Исходный текст>

★ ★ ★ ★ ★ ★ ★

Несмотря на то что ни пресса, ни публика не считают его таковым, Курт Кобейн действительно является автором песен. Одним махом Курт отвоевал поп-музыку у искаженного, порожденного кровосмешением урода, которым она стала. Песни написаны не ради них самих, как практиковали Элвис Костелло, Маршалл Креншоу и Майкл Пенн, которым в последнее время, казалось, доставляло особое удовольствие скрывать те самые эмоции, которые они так искусно пытались передать. Музыка Курта проникала прямо в душу. Его тексты не были мучительной игрой слов, направленной на то, чтобы пощекотать воображение какого-нибудь пресыщенного рок-критика, а аккордовые прогрессии не были предназначены для того, чтобы произвести впечатление на студента Джульярда
[91]; вместо этого слова усиливали общее ощущение музыки. Как классный гитарный звук или рифф, они сделали музыку рок-н-роллом. Музыка была гениальной, мелодии были незабываемы.

★ ★ ★ ★ ★ ★ ★

Описание задания>
Допишите следующую часть текста о Курте Кобейне как авторе песен, начав сразу после его последнего предложения. Приведённые далее строки взяты из другого источника.

★ ★ ★ ★ ★ ★ ★

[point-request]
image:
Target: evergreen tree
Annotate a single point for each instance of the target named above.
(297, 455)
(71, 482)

★ ★ ★ ★ ★ ★ ★

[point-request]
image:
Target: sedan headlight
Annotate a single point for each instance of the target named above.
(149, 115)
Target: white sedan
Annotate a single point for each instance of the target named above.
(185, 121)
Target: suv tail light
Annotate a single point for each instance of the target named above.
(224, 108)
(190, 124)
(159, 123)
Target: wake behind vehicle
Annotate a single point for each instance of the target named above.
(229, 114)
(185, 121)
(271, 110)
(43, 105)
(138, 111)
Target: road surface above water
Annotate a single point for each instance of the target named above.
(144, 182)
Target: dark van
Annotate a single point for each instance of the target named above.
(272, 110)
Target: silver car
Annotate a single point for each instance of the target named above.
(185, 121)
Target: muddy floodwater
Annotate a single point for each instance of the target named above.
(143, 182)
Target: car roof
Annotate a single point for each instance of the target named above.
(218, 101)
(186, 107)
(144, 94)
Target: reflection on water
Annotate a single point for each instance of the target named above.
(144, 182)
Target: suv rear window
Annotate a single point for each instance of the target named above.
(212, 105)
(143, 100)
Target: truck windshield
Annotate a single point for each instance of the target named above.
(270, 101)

★ ★ ★ ★ ★ ★ ★

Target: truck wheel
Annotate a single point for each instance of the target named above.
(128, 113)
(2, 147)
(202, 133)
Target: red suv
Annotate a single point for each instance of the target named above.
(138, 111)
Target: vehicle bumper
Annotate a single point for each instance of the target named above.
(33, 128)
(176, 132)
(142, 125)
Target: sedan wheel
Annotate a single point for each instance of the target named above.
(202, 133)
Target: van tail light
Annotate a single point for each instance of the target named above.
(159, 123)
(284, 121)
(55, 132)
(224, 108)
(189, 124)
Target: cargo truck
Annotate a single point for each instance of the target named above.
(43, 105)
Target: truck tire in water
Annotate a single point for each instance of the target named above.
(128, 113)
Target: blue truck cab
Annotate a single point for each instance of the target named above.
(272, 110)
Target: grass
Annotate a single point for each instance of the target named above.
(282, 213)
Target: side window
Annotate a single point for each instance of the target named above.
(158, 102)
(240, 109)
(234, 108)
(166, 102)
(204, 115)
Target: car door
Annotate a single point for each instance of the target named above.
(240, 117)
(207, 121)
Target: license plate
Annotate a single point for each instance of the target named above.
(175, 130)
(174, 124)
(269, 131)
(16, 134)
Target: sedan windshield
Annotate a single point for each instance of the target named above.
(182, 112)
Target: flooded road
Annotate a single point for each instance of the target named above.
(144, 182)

★ ★ ★ ★ ★ ★ ★

Результат выполнения>
Бутч Виг отдает должное голосу Курта.
– Если бы вы взяли все его песни и попросили кого-то другого их спеть, они не имели бы такого эффекта, – говорит он. – В облике Курта есть что-то такое, что выводит их на новый уровень. В его голосе есть тайна, страсть, напряженность и что-то практически сверхъестественное. Вы слышите его голос, и он рождает в вашем сознании какой-то образ.